-- Begin Passage to read --
Economic Crisis
or a Chance to Live
in God's Economy?



Introduction

First published in the January/February 2009 Digest, The Global Economics Crisis: Codes Detail Numerous Causes and Effects article is as timely today as it was in 2009.

BCD decided to delve a little further into a few of those codes to examine the context of the Scriptures they pass through to see if it would clarify any further the meaning of the codes, or provide insight into how to deal with the economic crisis. We examined the following four codes:
    1. Interest Rate (B2) Who has embraced for us the interest rate from one handful grasp to another?
    2. Interest Rate (B5) My plague is the interest rate.
    3. Great Depression (3) He will strike me with the great depression.
    4. Stock Market (5) The stock market is teaching them.

As we examine the context of these four codes, we will see that God is sovereign, merciful and just, and that He provides a direction to go in life. In the Book of Numbers, it was a cloud to guide the Israelites in the desert. For us, the guide is the Word of God.
-- End Passage to read --
-- Begin Dataset excerpts --
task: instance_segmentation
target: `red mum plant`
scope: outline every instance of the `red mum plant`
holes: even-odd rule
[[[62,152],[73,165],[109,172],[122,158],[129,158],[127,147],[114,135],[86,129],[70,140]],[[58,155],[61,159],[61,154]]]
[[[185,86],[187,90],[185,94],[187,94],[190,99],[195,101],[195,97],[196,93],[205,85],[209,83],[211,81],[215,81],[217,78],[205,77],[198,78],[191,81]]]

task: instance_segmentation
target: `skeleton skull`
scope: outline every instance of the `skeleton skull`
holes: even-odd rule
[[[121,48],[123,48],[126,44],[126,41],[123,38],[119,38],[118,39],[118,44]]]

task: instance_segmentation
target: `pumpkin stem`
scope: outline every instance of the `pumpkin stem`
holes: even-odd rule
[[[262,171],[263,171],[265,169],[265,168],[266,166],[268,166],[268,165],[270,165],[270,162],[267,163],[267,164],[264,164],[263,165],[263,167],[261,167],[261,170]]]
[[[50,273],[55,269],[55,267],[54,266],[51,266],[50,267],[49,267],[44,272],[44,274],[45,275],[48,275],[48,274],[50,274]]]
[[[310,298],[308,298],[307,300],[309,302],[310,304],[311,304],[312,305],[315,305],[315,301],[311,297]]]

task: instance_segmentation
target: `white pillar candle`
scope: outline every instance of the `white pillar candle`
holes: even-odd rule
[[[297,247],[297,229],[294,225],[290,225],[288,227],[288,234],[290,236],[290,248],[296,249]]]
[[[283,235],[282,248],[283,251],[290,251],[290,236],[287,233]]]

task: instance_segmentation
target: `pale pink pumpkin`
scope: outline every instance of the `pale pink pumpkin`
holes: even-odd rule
-- End Dataset excerpts --
[Problems]:
**a.** In the economic crisis article, why did BCD examine the context of the Scriptures that the codes pass through?
**b.** List the sentences of the four codes that the economic crisis article says were examined.
**c.** Repeat the part of the economic crisis article starting with "First published in" and going on through "the interest rate.".

[Response list]:
**a.** BCD wanted to see whether the context would further clarify the meaning of the codes or give insight into how to deal with the economic crisis.

**b.**
1. Who has embraced for us the interest rate from one handful grasp to another?
2. My plague is the interest rate.
3. He will strike me with the great depression.
4. The stock market is teaching them.

**c.**
First published in the January/February 2009 Digest, The Global Economics Crisis: Codes Detail Numerous Causes and Effects article is as timely today as it was in 2009.

BCD decided to delve a little further into a few of those codes to examine the context of the Scriptures they pass through to see if it would clarify any further the meaning of the codes, or provide insight into how to deal with the economic crisis. We examined the following four codes:
    1. Interest Rate (B2) Who has embraced for us the interest rate from one handful grasp to another?
    2. Interest Rate (B5) My plague is the interest rate.